Mosteghanemi's ambitious trilogy, translated as The Bridges of Constantine, Chaos of the Senses and The Dust of Promises, is a testament of exile, an allegory of erotic love and an act of political resistance. Weaving through the trilogy, a trinity of characters links eros, art and war: Khaled, the wounded freedom fighter, is a celebrated expatriate painter; Hayat is an alluring novelist; the journalist narrator of this third book visits Paris to receive a prize for war photography. The narrative concerns the “intertwined, overlapping relationships” of Hayat's lovers.
As The Dust of Promises opens, the narrator has glimpsed Hayat after a two- year absence. Hayat cannot be possessed, any more than the novel's exiles can possess the Algerian motherland. The erotic is political: “A love that has lived at the mercy of murderers” hunkers behind the “barricade of delight”.

- - -

== Task to complete ==
Reproduce everything in the passage on Mosteghanemi's trilogy from "Mosteghanemi's ambitious trilogy, translated" down to "of Hayat's lovers.".

== Given material ==

- - -

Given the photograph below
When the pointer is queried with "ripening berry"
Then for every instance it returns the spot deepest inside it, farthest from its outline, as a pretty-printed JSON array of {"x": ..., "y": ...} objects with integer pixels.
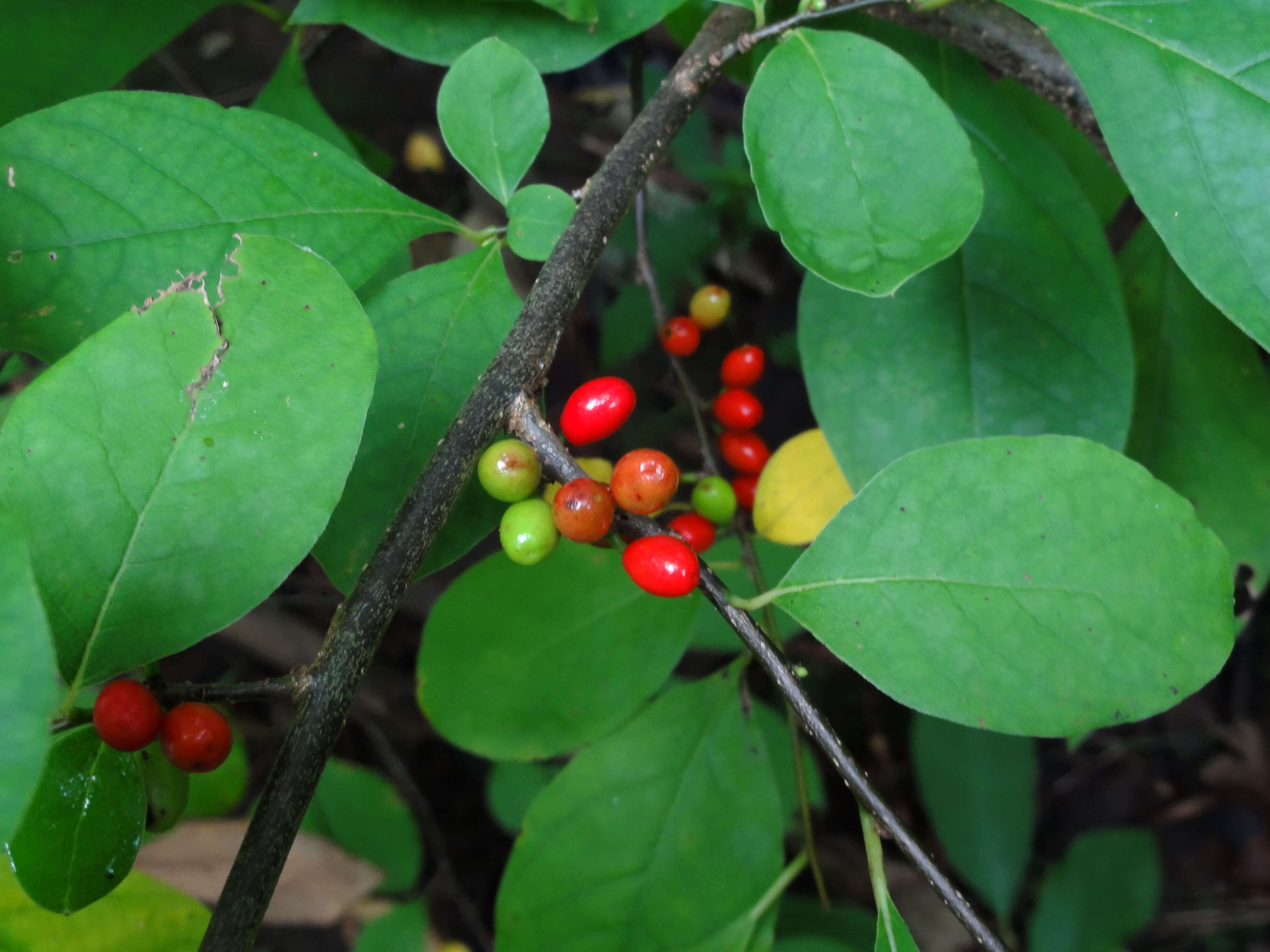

- - -

== Expected answer ==
Mosteghanemi's ambitious trilogy, translated as The Bridges of Constantine, Chaos of the Senses and The Dust of Promises, is a testament of exile, an allegory of erotic love and an act of political resistance. Weaving through the trilogy, a trinity of characters links eros, art and war: Khaled, the wounded freedom fighter, is a celebrated expatriate painter; Hayat is an alluring novelist; the journalist narrator of this third book visits Paris to receive a prize for war photography. The narrative concerns the “intertwined, overlapping relationships” of Hayat's lovers.